** Opening Extracted records block **

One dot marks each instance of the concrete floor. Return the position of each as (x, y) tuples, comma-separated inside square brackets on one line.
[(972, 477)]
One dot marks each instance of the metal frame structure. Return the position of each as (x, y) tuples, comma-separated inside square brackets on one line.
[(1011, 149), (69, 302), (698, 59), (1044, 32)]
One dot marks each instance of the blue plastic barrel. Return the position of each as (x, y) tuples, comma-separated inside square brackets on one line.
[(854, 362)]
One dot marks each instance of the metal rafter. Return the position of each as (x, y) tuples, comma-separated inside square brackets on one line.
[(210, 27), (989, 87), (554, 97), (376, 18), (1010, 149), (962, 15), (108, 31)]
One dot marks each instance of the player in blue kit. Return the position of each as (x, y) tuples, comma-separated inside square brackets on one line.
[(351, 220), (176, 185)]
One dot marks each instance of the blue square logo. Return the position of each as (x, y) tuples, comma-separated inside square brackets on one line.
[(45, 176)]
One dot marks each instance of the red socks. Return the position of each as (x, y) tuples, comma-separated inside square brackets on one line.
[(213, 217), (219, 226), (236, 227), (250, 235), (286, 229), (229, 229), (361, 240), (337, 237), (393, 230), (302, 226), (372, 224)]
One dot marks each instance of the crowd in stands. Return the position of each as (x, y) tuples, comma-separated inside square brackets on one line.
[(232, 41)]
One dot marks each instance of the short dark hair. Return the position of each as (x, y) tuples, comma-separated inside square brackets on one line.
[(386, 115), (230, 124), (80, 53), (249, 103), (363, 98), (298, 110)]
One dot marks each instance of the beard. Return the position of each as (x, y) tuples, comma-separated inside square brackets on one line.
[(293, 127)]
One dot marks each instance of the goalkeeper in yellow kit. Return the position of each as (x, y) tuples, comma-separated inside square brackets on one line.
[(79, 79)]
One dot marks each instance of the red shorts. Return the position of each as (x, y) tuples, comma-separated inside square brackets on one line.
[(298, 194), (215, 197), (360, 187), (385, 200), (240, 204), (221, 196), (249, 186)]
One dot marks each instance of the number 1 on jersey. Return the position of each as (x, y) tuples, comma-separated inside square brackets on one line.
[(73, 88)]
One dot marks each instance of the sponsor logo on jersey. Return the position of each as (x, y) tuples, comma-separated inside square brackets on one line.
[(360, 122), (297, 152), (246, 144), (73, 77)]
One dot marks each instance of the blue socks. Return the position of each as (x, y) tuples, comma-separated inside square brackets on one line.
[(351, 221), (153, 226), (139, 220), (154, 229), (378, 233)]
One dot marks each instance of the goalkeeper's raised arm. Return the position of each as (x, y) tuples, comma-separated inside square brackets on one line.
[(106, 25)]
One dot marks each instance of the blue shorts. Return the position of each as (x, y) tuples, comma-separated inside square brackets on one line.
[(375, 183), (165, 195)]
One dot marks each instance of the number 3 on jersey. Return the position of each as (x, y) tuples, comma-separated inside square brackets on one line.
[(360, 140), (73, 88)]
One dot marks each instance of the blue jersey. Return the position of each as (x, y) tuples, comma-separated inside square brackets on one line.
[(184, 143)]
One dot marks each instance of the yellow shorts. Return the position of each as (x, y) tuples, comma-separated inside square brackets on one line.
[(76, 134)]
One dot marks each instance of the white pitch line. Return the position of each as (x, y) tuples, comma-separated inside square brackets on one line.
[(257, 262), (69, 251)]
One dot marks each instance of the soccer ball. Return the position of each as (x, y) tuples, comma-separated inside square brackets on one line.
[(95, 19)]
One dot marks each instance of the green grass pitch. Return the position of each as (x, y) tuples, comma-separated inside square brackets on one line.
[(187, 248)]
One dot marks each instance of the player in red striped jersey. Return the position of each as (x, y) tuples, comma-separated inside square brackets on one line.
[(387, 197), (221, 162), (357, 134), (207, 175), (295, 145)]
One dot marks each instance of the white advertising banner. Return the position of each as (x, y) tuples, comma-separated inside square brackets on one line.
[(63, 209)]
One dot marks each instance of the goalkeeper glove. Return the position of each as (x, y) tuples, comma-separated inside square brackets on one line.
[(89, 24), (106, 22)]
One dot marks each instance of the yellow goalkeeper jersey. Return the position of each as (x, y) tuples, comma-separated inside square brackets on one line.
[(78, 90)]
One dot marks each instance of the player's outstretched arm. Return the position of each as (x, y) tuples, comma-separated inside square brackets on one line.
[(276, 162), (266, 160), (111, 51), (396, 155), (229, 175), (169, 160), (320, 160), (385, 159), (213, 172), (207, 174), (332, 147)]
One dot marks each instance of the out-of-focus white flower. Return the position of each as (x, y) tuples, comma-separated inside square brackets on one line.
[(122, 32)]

** Closing Extracted records block **

▶ _What you need to do_
Without leaving anything out, output all of the data above exactly.

▶ _Written response_
One dot marks each instance of the concrete floor. Return the position of each as (x, y) tuples, comma-separated inside square brackets on one line.
[(972, 477)]
One dot marks each instance of the metal frame structure. Return the position of each as (x, y) tuples, comma-separated inside square brackets on one line.
[(1011, 149), (69, 302), (698, 59), (1044, 32)]
One dot marks each instance of the blue plastic barrel. Return the position of each as (x, y) tuples, comma-separated inside square brackets on one line.
[(854, 362)]
One dot marks each instance of the metal rafter. Return the position of each as (x, y) tuples, comma-separated inside square brackets on one line.
[(210, 27), (989, 87), (554, 97), (376, 18), (1010, 149), (962, 15), (108, 31)]
One dot marks each instance of the player in blue kit. Return the position of each as (x, y) tuples, comma-separated inside square brackets on one line.
[(351, 220), (176, 185)]
One dot marks each instance of the blue square logo. Return the position of each as (x, y) tuples, comma-separated inside square brackets on one line.
[(45, 176)]
One dot marks each instance of the red socks. Return the position of each as (x, y) tuples, comma-separated inside square brackets on one line.
[(213, 217), (219, 226), (236, 227), (250, 235), (286, 229), (229, 229), (361, 240), (337, 237), (393, 230), (302, 226), (372, 224)]
One dot marks each instance of the crowd in stands. Return the position of each as (x, y) tuples, comma-separated inside square brackets on one line.
[(232, 41)]
One dot marks each instance of the short dark hair. Return the position of each as (x, y) tuples, comma-separated inside square brackets on one line.
[(386, 115), (230, 124), (80, 53), (249, 103), (363, 98), (298, 110)]
One dot marks each instance of the beard. Return the position of each as (x, y) tuples, comma-separated inside square brackets on one line.
[(293, 127)]
One dot marks each instance of the goalkeeper in yellow kit. Return the position of each as (x, y) tuples, comma-separated inside square brackets on one line.
[(79, 79)]
One dot marks each instance of the red shorts. Return the position of each as (x, y) tuples, comma-separated inside square brackets on one line.
[(298, 194), (215, 197), (360, 187), (385, 200), (240, 204), (221, 196), (249, 186)]
One dot marks each instance of the number 1 on jersey. Return the position of each as (x, y) tuples, comma-separated inside square brackets on one line.
[(73, 88)]
One dot marks each instance of the sponsor logo on jersey. Return the position of each as (x, y) tuples, comma-separated inside square brackets on one line.
[(360, 122), (297, 152), (246, 144), (73, 77)]
One dot marks each instance of the blue socks. Return the position of each as (x, y) tuples, comma-separated inside square brackets on one line.
[(351, 221), (153, 226), (139, 220), (154, 229), (378, 233)]
One dot marks each instance of the goalkeeper's raised arm. Return the position of each as (x, y) tuples, comma-separated inside square brackets on one line.
[(106, 25)]
One dot marks each instance of the blue shorts. Return the position of each as (x, y) tuples, comma-separated inside square brackets on one line.
[(375, 183), (165, 195)]
One dot marks each instance of the number 3 on jersey. Return the position of each as (x, y) tuples, comma-separated inside square brackets on one line.
[(360, 140), (73, 88)]
One dot marks each instance of the blue jersey. Return the position of each as (x, y) tuples, comma-separated inside square brackets on one line.
[(184, 143)]
One dot marks each instance of the yellow shorts. Return the position of each as (x, y) tuples, comma-separated inside square brackets on one line.
[(76, 134)]
One dot marks each instance of the white pitch line. Return the position of each as (x, y) tuples, comma-separated inside square brackets on one line.
[(257, 262), (69, 251)]
One dot marks each instance of the soccer ball. Return the position of each as (x, y) tuples, comma-separated inside square brackets on one line.
[(95, 19)]
One dot marks each instance of the green grass pitch. Return the position of each as (x, y) tuples, comma-separated inside square brackets on one line.
[(187, 248)]
One dot marks each instance of the player in red striped jersey. Return the position of each as (x, y) tuples, comma-separated inside square brackets on one line.
[(387, 197), (221, 162), (357, 134), (207, 175), (295, 145)]
One dot marks each instance of the white advertising banner. Return the position of each as (x, y) tuples, comma-separated inside square brackets on one line.
[(63, 209)]
One dot marks each instance of the goalkeeper glove. Return the position of each as (x, y) tuples, comma-separated inside square brackets on one line.
[(89, 24), (106, 22)]
One dot marks each instance of the yellow goalkeeper jersey. Return the position of each as (x, y) tuples, comma-separated inside square brackets on one line.
[(78, 90)]
One dot marks each instance of the player's outstretched arm. Return the position of each as (x, y) tuples, comma-separated inside square brackets on one line.
[(276, 162), (266, 160), (111, 51), (396, 155), (229, 175), (169, 160), (320, 160), (385, 159), (213, 172), (207, 174), (332, 147)]
One dot marks each instance of the out-of-focus white flower. Return the position of each as (x, y) tuples, comma-separated inside square brackets on one line.
[(122, 32)]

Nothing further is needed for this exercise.